§ **THE PROBLEM**:
Pull out each line in the rows below that contains the word "flower".
⟨
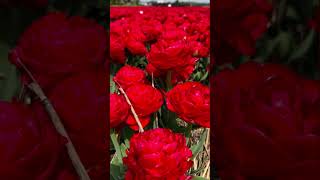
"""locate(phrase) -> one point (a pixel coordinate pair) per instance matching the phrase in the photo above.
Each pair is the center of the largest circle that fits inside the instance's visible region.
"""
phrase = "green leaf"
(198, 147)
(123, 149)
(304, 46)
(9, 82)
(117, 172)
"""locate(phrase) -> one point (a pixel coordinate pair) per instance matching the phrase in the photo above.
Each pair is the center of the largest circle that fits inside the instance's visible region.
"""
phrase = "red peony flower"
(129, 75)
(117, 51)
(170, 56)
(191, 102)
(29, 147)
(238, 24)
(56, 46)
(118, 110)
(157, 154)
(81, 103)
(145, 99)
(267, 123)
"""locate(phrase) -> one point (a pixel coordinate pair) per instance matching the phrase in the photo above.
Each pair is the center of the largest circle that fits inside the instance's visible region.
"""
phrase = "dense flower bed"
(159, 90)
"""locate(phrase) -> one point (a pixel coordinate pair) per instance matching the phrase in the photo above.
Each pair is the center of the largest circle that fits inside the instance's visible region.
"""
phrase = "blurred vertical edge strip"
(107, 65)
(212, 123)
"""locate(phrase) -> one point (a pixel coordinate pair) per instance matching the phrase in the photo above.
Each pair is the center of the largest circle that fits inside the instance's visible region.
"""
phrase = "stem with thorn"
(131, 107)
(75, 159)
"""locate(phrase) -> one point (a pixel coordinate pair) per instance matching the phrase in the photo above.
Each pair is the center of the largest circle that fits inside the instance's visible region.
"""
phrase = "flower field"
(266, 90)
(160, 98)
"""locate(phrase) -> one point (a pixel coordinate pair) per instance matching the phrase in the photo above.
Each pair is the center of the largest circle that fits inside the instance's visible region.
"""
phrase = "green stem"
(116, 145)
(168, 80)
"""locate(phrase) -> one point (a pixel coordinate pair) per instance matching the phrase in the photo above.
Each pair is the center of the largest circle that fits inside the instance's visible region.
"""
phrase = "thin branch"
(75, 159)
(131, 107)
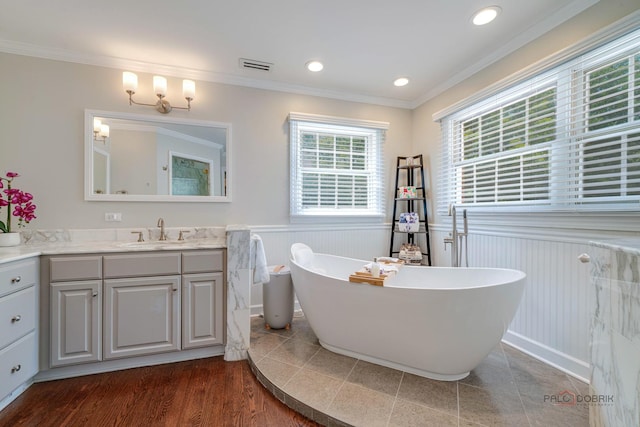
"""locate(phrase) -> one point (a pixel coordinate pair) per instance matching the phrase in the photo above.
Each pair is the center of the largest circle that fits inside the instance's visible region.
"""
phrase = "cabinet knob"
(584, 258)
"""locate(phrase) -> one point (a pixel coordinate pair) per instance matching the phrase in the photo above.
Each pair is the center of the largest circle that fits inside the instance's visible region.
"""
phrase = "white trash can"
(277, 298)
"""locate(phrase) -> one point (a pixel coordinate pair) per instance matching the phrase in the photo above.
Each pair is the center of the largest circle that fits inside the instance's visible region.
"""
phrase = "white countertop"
⟩
⟨
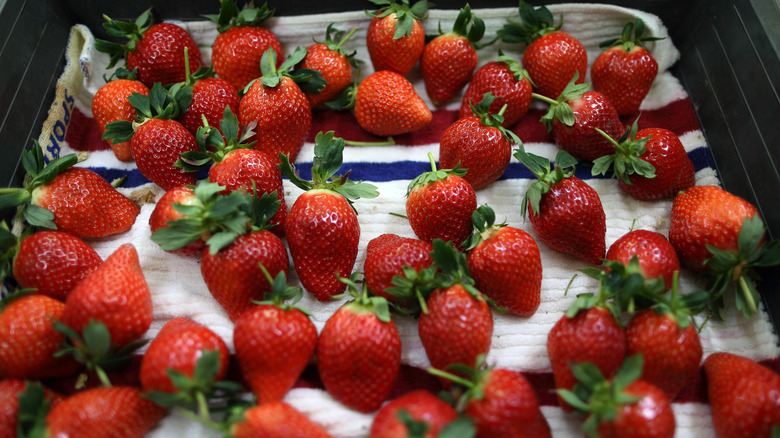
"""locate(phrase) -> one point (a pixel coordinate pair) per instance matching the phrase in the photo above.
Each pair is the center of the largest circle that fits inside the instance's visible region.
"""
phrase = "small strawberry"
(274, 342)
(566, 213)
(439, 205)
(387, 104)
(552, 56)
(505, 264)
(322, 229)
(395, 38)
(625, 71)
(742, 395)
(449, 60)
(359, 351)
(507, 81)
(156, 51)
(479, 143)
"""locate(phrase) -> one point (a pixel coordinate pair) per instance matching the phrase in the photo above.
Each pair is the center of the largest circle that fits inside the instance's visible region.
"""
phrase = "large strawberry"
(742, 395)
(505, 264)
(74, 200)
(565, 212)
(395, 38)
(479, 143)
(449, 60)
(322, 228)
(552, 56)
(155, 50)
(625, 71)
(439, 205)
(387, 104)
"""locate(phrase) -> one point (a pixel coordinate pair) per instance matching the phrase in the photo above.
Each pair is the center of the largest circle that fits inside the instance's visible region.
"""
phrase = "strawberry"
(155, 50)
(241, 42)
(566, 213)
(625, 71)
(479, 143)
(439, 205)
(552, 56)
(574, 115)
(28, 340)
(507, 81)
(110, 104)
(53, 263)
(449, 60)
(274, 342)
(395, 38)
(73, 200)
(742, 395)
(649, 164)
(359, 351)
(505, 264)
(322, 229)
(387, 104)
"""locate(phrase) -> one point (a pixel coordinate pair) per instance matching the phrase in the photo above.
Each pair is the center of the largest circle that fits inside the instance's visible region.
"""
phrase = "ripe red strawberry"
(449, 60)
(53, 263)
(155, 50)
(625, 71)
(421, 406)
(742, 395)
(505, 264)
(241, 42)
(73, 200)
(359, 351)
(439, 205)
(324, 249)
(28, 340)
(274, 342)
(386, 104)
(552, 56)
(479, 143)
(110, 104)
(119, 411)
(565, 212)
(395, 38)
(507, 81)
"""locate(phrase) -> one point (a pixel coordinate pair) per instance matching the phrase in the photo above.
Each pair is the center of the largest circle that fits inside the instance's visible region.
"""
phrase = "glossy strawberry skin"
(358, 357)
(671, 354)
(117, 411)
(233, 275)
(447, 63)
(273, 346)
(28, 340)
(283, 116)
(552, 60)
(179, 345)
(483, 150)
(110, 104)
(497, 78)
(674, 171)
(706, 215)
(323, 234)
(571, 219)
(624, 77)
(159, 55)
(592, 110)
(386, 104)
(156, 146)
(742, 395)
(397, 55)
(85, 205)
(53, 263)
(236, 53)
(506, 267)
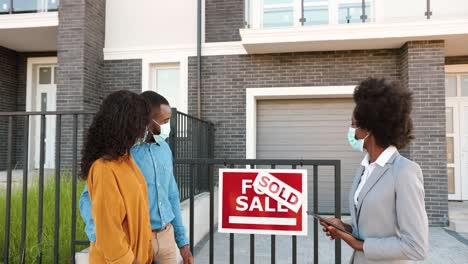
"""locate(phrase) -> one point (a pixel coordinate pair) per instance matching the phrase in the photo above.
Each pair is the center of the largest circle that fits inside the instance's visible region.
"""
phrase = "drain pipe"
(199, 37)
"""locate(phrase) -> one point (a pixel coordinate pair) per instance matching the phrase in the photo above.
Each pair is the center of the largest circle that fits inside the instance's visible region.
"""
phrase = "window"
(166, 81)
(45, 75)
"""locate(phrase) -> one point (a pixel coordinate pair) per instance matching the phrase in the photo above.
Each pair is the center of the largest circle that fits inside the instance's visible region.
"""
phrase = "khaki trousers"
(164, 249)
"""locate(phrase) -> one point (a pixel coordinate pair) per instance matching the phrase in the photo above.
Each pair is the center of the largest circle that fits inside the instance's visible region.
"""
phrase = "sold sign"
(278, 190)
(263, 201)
⟩
§ **EXERCISE RESPONSE**:
phrase = "red peony flower"
phrase = "dense flower bed"
phrase = "flower field"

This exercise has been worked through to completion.